MARCHETTI: Well, I'm going to tell you what I feel and after that preface of being conned and everything, and reminding you again that the agency is compartmented, clandestine and secretive and everything, I do not think that the CIA as an institution was involved in the Kennedy assassination. John McCone was then director and very close to the Kennedys, and Kennedy not only didn't break up the CIA but used it extensively throughout the world—as a secret weapon. So for all these reasons he was popular and well liked within the CIA. There was, however, a small group of bitter, ex-Bay of Pigs types, and E. Howard Hunt is just one example, but I can't imagine that that small a group would have enough influence or for that matter the ingenuity or the courage to attempt something that big. Now this is not to say that something analogous to Watergate didn't happen, maybe some ex-CIA officers working with some ex-agents—maybe one of whom was still on the payroll just like Martinez was in Watergate—for their own reasons, or in support of some other group, were not involved in some kind of a conspiracy.

REASON: You're suggesting that you're not entirely satisfied with the Warren Commission's findings that Oswald was the lone assassin?

MARCHETTI: Yes. That's what I'm saying. I think there's been enough evidence brought forth in the recent years to cast an awful lot of doubt on the Warren Report's completeness and accuracy and I think this thing should be reopened.

REASON: Do you have any feel for whether or not the CIA was actively involved in assisting Nixon in the Watergate cover up?
# # #
** List of tasks **
1. In the interview excerpt, who does Marchetti say was director of the CIA at the time?
2. Repeat the passage of the interview excerpt starting at "MARCHETTI: Yes. That's" and ending at "Watergate cover up?".
The material has no connection to the interview excerpt.
# # #
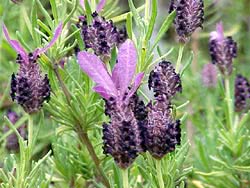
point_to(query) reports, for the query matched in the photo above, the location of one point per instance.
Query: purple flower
(28, 87)
(99, 7)
(12, 140)
(222, 50)
(162, 132)
(189, 16)
(122, 136)
(241, 93)
(209, 75)
(101, 35)
(164, 81)
(16, 1)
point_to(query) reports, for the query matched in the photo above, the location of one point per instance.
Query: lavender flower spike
(222, 50)
(162, 133)
(209, 75)
(12, 140)
(122, 137)
(29, 88)
(241, 93)
(101, 35)
(99, 7)
(189, 16)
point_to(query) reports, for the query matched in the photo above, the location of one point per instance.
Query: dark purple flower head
(162, 133)
(209, 75)
(99, 6)
(222, 50)
(189, 16)
(241, 93)
(164, 81)
(17, 1)
(12, 140)
(28, 87)
(122, 137)
(101, 35)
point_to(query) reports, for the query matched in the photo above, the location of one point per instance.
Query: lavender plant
(108, 99)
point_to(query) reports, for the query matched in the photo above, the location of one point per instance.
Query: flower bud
(101, 35)
(28, 87)
(164, 81)
(209, 75)
(222, 50)
(189, 16)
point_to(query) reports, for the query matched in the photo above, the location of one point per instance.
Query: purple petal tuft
(95, 69)
(57, 33)
(124, 70)
(100, 5)
(15, 44)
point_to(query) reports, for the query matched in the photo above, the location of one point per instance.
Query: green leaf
(165, 26)
(129, 26)
(152, 20)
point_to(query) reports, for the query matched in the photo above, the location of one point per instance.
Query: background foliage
(210, 155)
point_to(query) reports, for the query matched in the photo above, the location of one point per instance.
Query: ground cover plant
(123, 93)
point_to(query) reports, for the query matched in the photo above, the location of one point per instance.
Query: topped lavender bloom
(99, 6)
(164, 81)
(162, 133)
(28, 87)
(241, 93)
(222, 50)
(189, 16)
(12, 140)
(122, 137)
(209, 75)
(101, 35)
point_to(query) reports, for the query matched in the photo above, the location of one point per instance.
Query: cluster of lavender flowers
(12, 140)
(133, 127)
(189, 16)
(223, 50)
(28, 87)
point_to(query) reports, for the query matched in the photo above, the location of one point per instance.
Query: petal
(82, 4)
(57, 33)
(100, 5)
(96, 70)
(218, 34)
(137, 83)
(15, 44)
(101, 91)
(125, 68)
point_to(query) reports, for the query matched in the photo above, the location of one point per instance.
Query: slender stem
(82, 135)
(125, 178)
(64, 88)
(30, 134)
(229, 102)
(159, 173)
(147, 9)
(180, 54)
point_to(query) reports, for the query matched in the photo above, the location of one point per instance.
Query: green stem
(30, 134)
(125, 178)
(159, 173)
(229, 102)
(82, 135)
(180, 54)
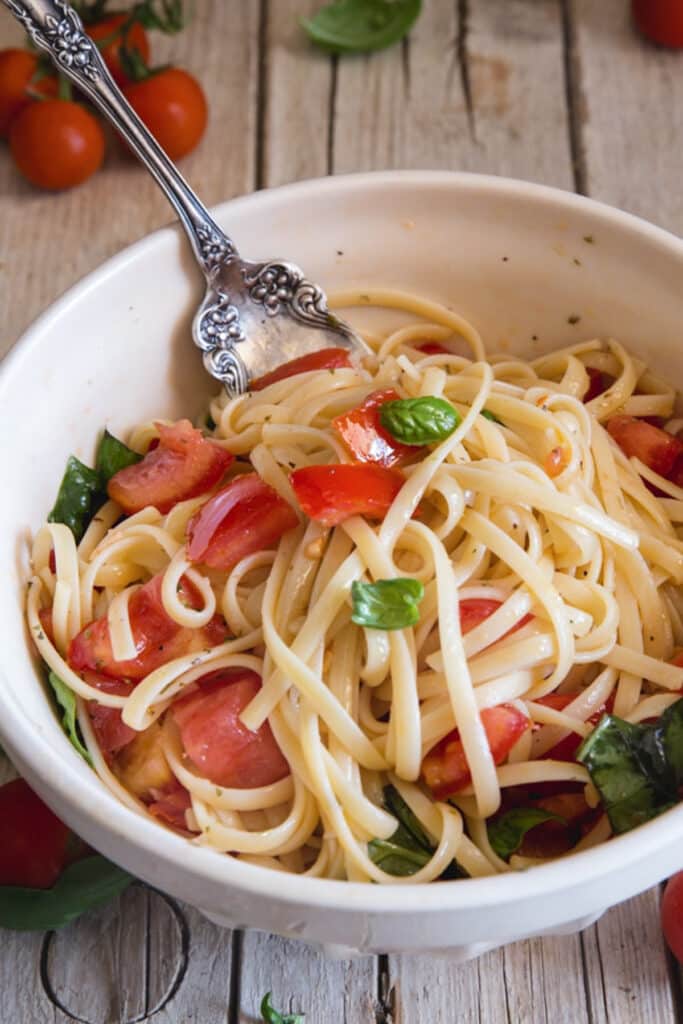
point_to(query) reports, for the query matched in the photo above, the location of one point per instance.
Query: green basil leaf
(67, 701)
(113, 455)
(81, 887)
(78, 498)
(487, 415)
(507, 832)
(386, 604)
(270, 1015)
(361, 26)
(419, 421)
(636, 768)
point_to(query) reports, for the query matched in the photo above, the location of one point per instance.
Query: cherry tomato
(56, 143)
(366, 437)
(445, 769)
(34, 848)
(655, 448)
(173, 107)
(111, 731)
(332, 494)
(672, 915)
(245, 517)
(660, 20)
(222, 749)
(327, 358)
(183, 465)
(110, 37)
(170, 805)
(597, 383)
(158, 637)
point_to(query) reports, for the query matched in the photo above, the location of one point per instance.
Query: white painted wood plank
(480, 93)
(298, 79)
(49, 241)
(626, 965)
(301, 979)
(629, 98)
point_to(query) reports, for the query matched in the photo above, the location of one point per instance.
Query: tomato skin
(332, 494)
(652, 445)
(672, 915)
(444, 768)
(183, 465)
(135, 38)
(34, 848)
(222, 749)
(158, 638)
(56, 143)
(660, 20)
(327, 358)
(245, 517)
(173, 107)
(365, 436)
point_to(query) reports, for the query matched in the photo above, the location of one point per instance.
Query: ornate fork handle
(55, 27)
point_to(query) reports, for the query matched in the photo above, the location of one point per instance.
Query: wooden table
(557, 91)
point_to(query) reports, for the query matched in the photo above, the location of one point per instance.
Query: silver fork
(255, 315)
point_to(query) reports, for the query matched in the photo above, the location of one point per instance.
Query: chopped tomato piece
(474, 610)
(170, 805)
(35, 843)
(655, 448)
(111, 731)
(327, 358)
(366, 437)
(183, 465)
(219, 745)
(245, 517)
(445, 769)
(598, 382)
(433, 348)
(332, 494)
(158, 637)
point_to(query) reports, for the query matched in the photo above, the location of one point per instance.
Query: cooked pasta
(539, 563)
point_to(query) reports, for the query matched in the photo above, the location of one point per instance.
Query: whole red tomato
(16, 71)
(56, 143)
(173, 107)
(34, 844)
(672, 915)
(110, 38)
(660, 20)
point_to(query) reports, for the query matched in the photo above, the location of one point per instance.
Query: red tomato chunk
(445, 769)
(332, 494)
(245, 517)
(34, 847)
(327, 358)
(216, 741)
(652, 445)
(158, 637)
(365, 436)
(183, 465)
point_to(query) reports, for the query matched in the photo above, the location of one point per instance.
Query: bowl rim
(91, 800)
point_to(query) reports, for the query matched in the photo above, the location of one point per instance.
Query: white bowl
(518, 260)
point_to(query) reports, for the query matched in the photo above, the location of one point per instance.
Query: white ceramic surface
(517, 259)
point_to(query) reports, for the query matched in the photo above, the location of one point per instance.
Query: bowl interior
(531, 267)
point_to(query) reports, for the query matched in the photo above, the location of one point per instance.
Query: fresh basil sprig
(270, 1015)
(419, 421)
(81, 887)
(506, 833)
(67, 701)
(637, 769)
(386, 604)
(361, 26)
(410, 848)
(83, 491)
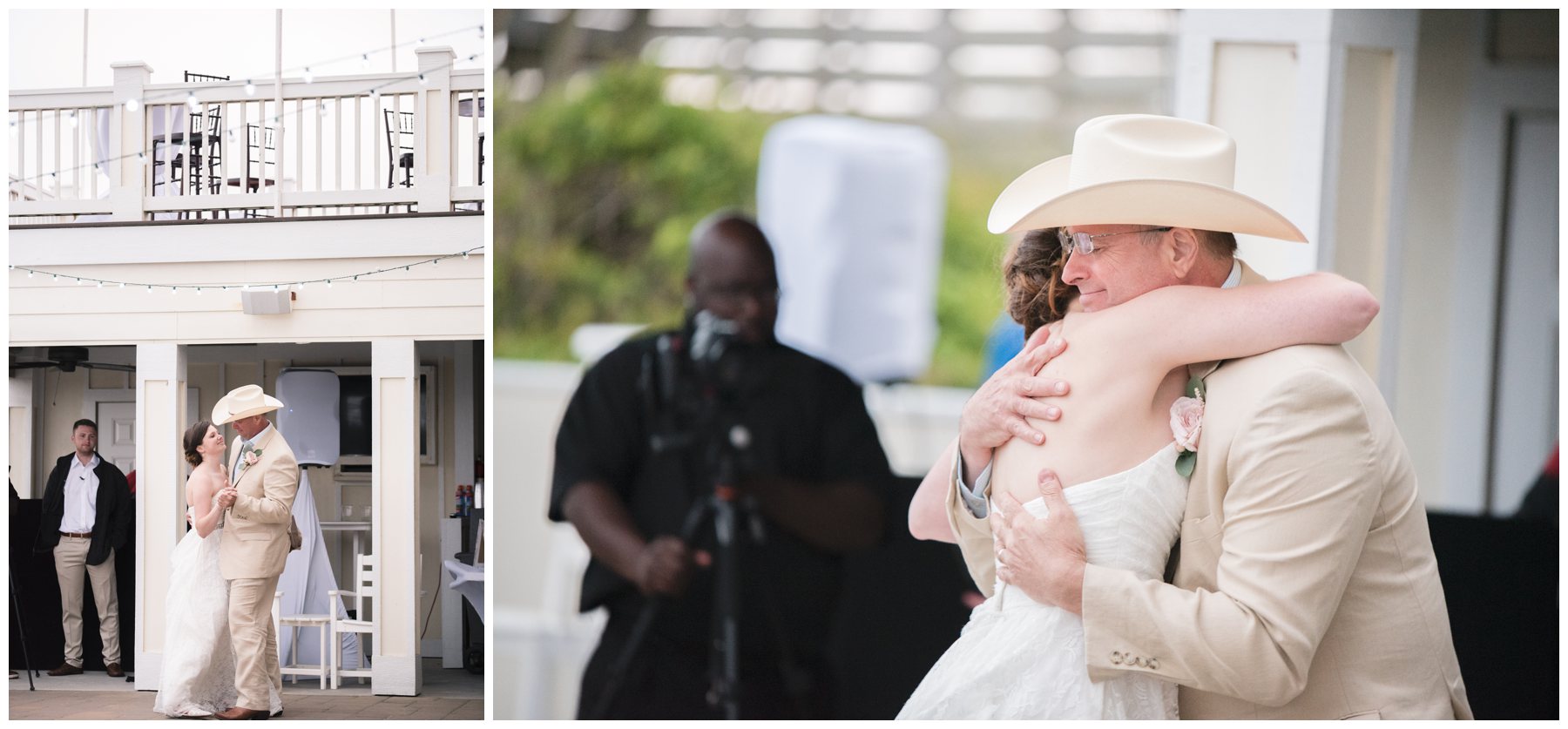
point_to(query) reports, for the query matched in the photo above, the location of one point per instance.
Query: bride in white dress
(1024, 660)
(198, 658)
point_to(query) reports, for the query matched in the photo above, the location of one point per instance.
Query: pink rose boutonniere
(1187, 425)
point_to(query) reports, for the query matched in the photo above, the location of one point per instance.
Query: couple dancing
(220, 651)
(1303, 584)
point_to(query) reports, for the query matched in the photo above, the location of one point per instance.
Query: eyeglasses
(734, 295)
(1084, 243)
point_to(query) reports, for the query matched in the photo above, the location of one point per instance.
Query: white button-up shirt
# # #
** Answer set **
1. John McCone

2.
MARCHETTI: Yes. That's what I'm saying. I think there's been enough evidence brought forth in the recent years to cast an awful lot of doubt on the Warren Report's completeness and accuracy and I think this thing should be reopened.

REASON: Do you have any feel for whether or not the CIA was actively involved in assisting Nixon in the Watergate cover up?